**Task directions**.
Copy out all of the following lines and shift each coordinate pair by adding 51 to both the x and the y value. Keep everything else the same.
--- start Material for this exercise ---
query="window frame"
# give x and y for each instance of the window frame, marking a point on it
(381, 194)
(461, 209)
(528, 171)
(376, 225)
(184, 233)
--- end Material for this exercise ---
**Answer**.
query="window frame"
# give x and y for each instance of the window frame, marking a point on it
(432, 245)
(512, 260)
(579, 222)
(427, 276)
(235, 284)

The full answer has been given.